▸ **Work request**
For this exercise, output the line containing "Target: backpack on floor" and every line after it through the end of the records, exactly, and no other line.

--- Records shown Enclosed Below ---

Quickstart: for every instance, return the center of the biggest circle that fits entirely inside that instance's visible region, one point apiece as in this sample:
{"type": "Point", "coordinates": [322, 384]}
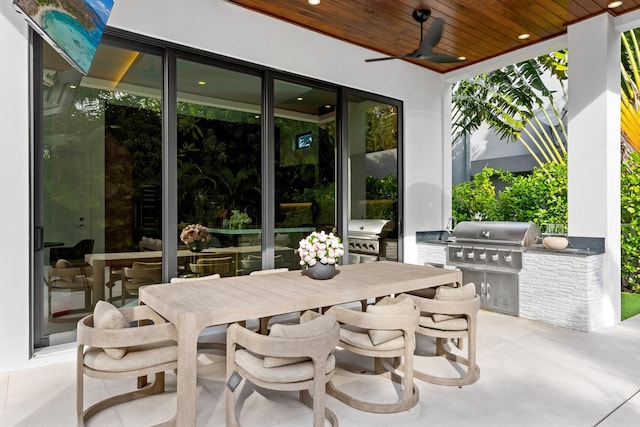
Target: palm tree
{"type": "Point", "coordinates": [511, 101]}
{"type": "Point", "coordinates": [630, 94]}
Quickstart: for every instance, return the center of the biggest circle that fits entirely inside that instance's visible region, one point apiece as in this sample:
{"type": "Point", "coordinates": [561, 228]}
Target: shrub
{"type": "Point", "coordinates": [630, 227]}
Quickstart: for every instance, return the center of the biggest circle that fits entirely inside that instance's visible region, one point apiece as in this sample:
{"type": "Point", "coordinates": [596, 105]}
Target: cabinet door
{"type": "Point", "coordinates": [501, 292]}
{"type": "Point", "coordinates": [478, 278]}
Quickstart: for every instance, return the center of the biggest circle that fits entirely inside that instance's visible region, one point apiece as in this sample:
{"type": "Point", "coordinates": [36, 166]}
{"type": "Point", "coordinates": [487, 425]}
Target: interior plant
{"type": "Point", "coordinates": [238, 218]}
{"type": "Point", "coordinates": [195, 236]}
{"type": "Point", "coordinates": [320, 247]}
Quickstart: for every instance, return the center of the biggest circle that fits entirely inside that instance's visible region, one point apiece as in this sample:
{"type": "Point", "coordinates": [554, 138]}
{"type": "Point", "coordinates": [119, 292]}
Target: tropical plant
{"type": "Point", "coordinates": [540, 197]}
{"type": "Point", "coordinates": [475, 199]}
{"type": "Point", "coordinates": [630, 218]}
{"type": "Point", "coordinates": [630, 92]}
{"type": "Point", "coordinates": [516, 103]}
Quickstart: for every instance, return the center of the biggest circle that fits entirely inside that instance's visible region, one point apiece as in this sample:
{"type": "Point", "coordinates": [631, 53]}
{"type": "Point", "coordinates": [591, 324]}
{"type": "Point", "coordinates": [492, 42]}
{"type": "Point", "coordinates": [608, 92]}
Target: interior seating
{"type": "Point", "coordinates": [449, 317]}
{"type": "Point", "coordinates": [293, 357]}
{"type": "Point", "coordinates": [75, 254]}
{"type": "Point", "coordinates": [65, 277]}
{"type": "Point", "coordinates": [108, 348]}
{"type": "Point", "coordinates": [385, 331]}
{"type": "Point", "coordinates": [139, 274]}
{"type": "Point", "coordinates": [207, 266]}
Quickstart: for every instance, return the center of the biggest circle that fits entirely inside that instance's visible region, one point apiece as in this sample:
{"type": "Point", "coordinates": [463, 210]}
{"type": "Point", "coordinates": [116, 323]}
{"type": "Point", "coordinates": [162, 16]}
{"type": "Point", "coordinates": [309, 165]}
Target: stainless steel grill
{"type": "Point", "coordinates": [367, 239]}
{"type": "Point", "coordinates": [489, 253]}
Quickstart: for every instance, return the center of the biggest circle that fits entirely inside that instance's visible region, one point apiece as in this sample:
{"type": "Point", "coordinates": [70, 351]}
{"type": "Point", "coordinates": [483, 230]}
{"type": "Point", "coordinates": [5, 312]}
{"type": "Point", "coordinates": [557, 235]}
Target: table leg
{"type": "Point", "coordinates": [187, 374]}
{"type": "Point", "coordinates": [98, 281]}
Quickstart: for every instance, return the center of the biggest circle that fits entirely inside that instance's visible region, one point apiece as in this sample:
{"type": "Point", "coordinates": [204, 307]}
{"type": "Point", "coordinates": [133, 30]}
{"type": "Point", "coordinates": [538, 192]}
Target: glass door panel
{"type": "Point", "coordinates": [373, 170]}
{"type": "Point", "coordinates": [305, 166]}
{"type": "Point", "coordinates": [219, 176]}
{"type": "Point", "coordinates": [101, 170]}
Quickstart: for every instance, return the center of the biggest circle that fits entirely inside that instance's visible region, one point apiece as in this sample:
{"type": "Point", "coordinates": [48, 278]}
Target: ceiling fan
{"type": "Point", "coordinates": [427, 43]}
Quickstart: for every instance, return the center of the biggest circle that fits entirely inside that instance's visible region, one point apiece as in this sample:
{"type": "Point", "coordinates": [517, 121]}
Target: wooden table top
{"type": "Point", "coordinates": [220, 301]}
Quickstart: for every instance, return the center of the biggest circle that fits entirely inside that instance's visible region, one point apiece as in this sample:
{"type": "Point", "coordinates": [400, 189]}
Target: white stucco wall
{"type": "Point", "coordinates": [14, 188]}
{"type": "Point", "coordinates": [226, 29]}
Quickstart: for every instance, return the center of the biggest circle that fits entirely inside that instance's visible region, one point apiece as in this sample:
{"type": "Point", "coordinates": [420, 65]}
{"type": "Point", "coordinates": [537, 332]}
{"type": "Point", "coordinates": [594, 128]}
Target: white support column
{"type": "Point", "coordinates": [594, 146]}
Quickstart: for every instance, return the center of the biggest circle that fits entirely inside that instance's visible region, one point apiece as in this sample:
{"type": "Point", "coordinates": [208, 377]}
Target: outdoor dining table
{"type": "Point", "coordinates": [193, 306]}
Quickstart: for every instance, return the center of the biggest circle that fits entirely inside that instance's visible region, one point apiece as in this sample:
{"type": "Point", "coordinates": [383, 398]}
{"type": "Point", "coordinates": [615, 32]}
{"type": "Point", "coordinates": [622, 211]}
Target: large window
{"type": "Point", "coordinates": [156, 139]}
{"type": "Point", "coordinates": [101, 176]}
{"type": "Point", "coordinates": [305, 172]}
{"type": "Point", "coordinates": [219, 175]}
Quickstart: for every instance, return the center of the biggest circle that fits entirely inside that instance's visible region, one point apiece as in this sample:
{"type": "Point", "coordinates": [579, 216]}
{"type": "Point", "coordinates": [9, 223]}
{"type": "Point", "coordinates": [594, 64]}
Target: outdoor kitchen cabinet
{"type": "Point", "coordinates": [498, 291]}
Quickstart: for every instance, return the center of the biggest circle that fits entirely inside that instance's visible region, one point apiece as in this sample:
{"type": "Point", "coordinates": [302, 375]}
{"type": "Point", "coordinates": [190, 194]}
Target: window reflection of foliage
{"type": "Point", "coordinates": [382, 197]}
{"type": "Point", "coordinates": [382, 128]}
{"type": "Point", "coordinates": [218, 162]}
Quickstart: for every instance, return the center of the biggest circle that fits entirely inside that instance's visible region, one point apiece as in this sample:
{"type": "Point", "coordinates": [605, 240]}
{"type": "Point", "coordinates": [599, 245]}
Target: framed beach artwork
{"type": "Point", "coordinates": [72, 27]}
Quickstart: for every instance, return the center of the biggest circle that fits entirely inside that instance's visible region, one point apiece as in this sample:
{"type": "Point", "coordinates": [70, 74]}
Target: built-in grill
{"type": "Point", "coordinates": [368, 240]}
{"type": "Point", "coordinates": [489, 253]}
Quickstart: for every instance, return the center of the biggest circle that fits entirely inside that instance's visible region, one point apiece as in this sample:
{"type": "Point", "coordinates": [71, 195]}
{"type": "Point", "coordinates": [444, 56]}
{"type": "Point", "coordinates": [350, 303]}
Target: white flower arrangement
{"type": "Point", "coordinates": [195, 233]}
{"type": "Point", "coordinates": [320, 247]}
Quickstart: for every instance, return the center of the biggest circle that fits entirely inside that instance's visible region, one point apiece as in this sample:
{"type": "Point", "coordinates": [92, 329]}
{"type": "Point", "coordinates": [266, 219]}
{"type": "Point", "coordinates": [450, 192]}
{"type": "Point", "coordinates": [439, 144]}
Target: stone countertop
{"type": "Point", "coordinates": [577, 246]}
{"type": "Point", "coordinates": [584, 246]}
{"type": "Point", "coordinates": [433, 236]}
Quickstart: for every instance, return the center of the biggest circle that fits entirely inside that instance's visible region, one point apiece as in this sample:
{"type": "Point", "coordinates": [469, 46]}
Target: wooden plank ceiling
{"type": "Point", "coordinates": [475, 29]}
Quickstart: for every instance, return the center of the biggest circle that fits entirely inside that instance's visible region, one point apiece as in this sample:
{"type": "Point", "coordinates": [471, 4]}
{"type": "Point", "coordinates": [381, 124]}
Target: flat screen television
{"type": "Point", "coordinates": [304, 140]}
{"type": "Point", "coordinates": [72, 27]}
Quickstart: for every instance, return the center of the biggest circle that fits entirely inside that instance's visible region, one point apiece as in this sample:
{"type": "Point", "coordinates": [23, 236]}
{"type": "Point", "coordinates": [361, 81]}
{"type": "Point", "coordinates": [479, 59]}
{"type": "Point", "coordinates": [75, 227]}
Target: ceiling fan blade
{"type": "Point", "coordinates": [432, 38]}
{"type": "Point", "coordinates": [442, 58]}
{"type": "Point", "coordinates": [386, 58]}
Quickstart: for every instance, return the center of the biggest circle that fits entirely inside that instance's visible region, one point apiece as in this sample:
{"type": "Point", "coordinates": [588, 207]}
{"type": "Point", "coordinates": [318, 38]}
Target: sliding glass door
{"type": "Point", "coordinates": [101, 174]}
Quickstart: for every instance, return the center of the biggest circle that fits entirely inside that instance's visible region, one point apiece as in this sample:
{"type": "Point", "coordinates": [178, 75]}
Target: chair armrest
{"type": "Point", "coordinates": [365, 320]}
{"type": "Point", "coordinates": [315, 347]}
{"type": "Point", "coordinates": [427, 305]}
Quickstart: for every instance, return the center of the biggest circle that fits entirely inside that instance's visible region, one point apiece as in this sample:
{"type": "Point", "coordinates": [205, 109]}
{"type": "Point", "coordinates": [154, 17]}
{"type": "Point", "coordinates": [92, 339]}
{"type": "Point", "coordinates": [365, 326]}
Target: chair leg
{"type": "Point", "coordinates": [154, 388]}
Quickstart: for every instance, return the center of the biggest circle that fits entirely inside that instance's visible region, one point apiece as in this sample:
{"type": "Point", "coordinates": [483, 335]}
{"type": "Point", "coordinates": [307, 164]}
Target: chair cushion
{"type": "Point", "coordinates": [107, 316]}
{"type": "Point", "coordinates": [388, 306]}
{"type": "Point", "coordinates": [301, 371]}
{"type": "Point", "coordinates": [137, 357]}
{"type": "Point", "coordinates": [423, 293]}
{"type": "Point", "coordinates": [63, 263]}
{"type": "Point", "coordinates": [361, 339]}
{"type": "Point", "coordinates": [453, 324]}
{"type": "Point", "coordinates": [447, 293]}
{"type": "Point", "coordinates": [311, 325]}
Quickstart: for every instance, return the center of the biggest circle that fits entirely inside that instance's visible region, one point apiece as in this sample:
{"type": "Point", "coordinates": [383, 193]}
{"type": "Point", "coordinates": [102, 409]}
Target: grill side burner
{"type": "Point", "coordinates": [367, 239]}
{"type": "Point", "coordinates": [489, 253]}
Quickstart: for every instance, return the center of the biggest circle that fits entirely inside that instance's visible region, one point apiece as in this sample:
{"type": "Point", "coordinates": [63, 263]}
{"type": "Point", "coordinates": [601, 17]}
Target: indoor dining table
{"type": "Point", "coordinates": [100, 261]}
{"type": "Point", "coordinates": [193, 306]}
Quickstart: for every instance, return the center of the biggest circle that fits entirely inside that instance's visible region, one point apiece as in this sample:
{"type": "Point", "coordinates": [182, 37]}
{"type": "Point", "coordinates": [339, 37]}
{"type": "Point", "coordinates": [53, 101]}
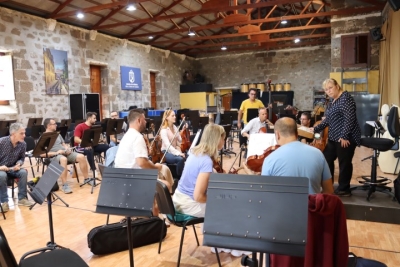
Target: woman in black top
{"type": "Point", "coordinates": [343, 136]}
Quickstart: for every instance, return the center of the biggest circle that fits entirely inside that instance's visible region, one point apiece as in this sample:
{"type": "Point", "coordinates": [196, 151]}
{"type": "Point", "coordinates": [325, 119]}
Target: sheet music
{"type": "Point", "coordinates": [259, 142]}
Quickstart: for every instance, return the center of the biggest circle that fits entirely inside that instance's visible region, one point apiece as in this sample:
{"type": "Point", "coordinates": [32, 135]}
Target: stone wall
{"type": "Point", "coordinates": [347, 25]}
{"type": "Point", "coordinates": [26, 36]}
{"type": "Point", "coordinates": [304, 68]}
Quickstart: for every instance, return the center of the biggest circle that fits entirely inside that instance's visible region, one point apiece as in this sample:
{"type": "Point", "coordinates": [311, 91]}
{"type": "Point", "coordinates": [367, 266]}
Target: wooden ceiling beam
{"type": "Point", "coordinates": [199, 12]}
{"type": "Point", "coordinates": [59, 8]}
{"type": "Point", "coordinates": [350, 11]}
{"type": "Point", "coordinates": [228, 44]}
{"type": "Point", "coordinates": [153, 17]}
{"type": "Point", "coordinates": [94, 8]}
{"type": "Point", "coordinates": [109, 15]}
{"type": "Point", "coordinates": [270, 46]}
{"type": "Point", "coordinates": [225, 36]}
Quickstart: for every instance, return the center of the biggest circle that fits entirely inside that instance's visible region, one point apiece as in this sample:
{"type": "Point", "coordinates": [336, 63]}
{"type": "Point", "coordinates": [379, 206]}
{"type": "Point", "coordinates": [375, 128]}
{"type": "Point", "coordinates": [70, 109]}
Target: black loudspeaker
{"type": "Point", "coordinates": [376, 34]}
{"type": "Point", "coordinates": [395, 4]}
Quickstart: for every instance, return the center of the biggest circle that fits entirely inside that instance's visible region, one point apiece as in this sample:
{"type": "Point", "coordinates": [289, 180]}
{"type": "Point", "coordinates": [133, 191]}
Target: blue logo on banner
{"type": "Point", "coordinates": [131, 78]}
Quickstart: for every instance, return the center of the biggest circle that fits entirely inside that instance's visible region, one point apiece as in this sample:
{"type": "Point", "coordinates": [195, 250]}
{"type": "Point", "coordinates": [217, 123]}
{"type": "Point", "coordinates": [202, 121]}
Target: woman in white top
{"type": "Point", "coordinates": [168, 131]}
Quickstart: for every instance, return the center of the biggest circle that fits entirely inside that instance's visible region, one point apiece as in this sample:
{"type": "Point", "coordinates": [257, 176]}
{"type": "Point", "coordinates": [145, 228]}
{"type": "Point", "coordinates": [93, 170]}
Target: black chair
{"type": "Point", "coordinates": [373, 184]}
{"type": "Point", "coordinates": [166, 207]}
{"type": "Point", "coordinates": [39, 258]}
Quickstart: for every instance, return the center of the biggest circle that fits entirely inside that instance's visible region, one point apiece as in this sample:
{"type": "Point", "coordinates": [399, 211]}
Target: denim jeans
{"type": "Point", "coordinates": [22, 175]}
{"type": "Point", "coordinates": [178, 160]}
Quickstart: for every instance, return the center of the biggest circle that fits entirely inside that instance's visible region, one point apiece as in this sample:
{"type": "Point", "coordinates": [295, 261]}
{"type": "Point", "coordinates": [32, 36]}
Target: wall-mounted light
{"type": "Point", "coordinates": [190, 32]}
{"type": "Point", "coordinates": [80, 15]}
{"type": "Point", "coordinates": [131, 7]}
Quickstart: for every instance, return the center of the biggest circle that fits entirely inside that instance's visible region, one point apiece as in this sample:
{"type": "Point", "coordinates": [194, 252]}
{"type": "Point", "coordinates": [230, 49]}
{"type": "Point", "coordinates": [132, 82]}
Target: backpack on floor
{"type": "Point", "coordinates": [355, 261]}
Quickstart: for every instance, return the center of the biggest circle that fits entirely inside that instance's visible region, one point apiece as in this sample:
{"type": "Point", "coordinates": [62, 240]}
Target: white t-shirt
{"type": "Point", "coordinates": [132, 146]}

--- End of Enclosed Records shown ---

▸ **Exercise response**
Target: backpack on floor
{"type": "Point", "coordinates": [355, 261]}
Quickstart: for every instance, return the center of the biggest circle that fits entirely inside that instance's visible region, one point apiece as in this sample:
{"type": "Point", "coordinates": [62, 240]}
Target: white t-shirt
{"type": "Point", "coordinates": [132, 146]}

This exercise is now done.